Problème à résoudre
Dans le passage ci-dessous sur la pièce Nostalgie 2175, relevez tous les noms qui complètent l'expression « espace de » pour qualifier l'art.

Passage fourni
Car, comme dans Tristesse animal noir (monté par Claude Poissant à l’Espace Go en 2012), la dramaturge installe un contexte dévasté par le réchauffement climatique. Ici, un futur dystopique : en 2175, l’humanité peine à survivre dans une température de 60 °C. La fécondation naturelle est devenue un rarissime miracle, et l’accouchement, une condamnation à mort quasi certaine pour la femme. Mais la crise écologique que nous traversons « n’est pas le sujet central de la pièce. C’est surtout une histoire d’amour ».
Et un texte très sensoriel, comme Geneviève L. Blais les aime. « La peau est au coeur du récit. C’est une histoire d’amour impossible avec un grand brûlé, qui ne peut pas être touché. Le seul moment de [contact physique] entre eux, c’est lorsqu’il la tatoue. » Cet écorché vif, blessé par un traumatisme, oeuvre comme peintre dermaplaste : dans ce monde où la vie en plein air est impossible, il crée des tapisseries à base de chair humaine — la meilleure protection contre la chaleur — pour couvrir les murs des maisons, sur lesquelles il tatoue des scènes de bonheur à l’extérieur. Des images tirées de vieux films, « des archives qui sont comme la mémoire de ce monde disparu ».
Dans Nostalgie 2175, l’art s’avère donc un « espace de respiration, de beauté, d’évasion, de rêve, qui est nécessaire à la survie humaine, afin qu’on puisse continuer ». Et la pièce aborde la douleur de ses personnages, « mais en essayant de retrouver une forme de beauté, de lumière ».

Entrées du corpus
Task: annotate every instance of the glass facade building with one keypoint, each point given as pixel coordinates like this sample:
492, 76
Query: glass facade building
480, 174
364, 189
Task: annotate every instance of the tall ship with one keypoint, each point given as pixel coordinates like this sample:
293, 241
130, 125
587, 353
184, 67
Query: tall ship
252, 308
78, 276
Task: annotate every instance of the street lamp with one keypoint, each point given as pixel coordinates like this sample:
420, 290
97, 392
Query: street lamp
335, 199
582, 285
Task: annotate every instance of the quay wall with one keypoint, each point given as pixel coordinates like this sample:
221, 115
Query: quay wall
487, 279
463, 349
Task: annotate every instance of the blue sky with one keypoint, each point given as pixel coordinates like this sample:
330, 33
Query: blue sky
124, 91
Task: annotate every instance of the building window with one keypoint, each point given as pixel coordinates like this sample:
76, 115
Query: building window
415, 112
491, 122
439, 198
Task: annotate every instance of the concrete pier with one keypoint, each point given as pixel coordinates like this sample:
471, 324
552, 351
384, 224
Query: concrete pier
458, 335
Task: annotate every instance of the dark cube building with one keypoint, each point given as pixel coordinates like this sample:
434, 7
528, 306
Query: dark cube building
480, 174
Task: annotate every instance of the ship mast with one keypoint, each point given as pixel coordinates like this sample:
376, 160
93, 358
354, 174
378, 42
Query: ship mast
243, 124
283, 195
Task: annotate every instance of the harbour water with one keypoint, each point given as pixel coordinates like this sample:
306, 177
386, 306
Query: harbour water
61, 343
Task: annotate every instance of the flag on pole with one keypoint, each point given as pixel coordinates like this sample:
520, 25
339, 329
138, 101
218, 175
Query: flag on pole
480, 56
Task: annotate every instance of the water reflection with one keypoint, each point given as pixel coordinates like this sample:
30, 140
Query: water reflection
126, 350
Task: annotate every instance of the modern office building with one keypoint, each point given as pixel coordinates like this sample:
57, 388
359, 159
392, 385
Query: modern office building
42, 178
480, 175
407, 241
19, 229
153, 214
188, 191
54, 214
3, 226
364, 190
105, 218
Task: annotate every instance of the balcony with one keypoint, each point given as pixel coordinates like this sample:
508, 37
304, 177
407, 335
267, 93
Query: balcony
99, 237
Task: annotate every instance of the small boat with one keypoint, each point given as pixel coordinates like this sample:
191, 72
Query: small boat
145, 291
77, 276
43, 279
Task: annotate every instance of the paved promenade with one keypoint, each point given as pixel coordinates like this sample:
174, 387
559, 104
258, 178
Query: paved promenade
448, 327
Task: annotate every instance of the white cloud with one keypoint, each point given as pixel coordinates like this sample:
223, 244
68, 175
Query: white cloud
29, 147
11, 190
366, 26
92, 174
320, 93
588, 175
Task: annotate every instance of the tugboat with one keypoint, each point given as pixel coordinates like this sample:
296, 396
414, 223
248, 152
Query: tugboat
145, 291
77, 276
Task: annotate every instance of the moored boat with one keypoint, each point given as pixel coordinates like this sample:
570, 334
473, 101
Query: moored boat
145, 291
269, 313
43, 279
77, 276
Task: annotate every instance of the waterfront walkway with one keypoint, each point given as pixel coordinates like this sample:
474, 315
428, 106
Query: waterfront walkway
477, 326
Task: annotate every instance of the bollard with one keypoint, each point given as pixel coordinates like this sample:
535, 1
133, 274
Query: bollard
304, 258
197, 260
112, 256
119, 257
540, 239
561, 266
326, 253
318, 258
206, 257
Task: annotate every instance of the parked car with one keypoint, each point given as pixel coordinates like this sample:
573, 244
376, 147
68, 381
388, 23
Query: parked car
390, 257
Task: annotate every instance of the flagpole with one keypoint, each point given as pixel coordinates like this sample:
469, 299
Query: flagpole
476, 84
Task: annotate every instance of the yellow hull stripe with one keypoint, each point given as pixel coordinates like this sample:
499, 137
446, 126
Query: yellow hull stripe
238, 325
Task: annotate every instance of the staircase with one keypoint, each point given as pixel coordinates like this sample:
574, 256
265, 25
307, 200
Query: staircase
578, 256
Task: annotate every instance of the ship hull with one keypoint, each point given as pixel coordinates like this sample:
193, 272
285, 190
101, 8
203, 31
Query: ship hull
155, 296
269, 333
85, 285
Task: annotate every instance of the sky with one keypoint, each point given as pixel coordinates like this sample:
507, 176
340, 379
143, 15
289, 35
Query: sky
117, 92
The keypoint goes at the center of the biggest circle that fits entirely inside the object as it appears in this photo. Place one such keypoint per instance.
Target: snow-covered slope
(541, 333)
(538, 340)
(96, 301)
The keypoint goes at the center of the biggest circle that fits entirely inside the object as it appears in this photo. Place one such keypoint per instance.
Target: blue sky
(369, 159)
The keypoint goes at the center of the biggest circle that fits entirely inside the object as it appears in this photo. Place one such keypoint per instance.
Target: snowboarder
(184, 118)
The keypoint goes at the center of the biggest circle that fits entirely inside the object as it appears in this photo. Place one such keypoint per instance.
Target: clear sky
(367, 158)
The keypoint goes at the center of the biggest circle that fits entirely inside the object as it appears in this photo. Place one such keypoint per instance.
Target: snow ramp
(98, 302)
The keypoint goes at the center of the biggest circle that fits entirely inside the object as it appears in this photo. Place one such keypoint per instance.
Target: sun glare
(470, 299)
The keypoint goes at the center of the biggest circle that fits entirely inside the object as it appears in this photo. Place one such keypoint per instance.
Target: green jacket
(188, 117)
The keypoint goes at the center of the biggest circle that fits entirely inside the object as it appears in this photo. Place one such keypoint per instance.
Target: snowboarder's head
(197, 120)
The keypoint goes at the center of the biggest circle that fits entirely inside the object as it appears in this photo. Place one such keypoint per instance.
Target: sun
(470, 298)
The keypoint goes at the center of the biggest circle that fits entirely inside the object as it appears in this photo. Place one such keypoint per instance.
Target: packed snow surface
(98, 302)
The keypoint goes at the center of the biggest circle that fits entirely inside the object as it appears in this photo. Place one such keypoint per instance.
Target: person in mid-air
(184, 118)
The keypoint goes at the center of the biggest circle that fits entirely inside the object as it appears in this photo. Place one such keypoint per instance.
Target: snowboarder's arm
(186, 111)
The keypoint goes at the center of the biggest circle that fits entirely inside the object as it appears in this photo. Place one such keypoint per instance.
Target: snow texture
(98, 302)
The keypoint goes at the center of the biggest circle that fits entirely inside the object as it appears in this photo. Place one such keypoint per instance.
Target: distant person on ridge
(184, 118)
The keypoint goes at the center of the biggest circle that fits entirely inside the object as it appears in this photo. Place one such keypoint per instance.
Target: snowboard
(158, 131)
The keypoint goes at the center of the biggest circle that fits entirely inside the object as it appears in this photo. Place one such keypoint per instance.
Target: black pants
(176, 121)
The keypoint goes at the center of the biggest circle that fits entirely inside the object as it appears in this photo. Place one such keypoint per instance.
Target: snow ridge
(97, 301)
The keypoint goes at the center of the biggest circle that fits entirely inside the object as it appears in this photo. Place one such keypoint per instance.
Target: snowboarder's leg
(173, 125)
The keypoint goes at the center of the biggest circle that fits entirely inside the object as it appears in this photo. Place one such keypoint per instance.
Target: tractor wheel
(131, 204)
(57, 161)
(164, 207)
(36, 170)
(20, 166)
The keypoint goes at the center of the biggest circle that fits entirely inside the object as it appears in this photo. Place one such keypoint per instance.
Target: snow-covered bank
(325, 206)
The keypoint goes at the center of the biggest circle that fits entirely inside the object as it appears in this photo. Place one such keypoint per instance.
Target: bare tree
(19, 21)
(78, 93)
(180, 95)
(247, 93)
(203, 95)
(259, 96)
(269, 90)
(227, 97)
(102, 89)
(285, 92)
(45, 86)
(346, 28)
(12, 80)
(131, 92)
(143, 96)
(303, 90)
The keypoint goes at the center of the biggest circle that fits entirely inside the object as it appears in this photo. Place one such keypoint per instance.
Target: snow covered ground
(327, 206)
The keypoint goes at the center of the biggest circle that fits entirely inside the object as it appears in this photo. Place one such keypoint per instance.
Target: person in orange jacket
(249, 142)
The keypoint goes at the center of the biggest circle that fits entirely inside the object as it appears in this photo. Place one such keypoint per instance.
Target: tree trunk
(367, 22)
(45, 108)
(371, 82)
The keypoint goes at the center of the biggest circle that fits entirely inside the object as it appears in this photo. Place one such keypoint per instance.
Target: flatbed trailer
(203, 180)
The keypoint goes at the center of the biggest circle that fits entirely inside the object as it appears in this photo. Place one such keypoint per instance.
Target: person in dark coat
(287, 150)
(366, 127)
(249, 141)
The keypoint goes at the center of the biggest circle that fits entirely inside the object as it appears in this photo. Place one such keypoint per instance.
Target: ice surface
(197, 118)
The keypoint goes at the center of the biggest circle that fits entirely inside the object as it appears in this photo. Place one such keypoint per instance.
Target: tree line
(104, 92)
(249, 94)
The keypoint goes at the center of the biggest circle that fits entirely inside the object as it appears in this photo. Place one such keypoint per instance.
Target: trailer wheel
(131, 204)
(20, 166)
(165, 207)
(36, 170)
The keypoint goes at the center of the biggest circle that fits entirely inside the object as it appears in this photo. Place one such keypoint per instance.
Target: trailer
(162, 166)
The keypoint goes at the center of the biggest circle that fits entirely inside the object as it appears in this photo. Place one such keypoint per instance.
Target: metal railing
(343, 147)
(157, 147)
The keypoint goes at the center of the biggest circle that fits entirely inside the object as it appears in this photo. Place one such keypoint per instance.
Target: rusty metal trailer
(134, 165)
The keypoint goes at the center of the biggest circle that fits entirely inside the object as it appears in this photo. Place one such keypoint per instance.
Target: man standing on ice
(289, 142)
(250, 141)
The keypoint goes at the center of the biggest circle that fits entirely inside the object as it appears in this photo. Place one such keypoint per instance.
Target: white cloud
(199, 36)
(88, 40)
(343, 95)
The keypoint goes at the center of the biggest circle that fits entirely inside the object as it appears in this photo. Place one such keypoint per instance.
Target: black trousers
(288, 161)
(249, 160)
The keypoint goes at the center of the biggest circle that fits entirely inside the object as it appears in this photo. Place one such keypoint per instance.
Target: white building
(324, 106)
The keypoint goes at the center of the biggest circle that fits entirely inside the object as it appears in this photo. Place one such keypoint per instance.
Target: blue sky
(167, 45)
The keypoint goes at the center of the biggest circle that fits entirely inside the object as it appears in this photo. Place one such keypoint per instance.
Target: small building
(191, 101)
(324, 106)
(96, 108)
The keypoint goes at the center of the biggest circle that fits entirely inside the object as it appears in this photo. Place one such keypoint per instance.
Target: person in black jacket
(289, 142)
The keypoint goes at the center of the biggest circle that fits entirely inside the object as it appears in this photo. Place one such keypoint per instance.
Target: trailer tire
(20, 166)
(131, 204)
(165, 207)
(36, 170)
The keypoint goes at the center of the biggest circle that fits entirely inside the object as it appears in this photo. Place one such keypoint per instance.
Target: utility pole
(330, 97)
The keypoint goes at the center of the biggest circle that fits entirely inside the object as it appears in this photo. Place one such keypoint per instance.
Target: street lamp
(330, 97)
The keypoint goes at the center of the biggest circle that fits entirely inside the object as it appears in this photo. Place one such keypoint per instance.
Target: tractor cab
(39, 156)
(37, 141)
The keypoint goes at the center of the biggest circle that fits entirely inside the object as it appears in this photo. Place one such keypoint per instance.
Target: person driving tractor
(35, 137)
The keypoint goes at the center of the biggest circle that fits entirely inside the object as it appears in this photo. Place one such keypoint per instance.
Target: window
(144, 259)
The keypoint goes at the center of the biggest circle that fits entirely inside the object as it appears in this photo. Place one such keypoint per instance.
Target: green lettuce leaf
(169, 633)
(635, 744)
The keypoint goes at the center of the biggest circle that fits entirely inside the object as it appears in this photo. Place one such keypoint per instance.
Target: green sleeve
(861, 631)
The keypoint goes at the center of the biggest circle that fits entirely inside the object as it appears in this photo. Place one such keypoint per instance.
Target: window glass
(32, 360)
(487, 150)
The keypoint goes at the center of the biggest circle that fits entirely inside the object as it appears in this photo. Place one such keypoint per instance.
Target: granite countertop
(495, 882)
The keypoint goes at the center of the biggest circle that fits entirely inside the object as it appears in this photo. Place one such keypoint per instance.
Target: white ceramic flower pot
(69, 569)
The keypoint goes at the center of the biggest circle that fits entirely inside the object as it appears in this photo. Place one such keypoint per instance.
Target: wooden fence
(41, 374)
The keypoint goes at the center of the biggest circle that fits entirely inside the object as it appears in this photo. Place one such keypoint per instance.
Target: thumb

Solution proposée
- respiration
- beauté
- évasion
- rêve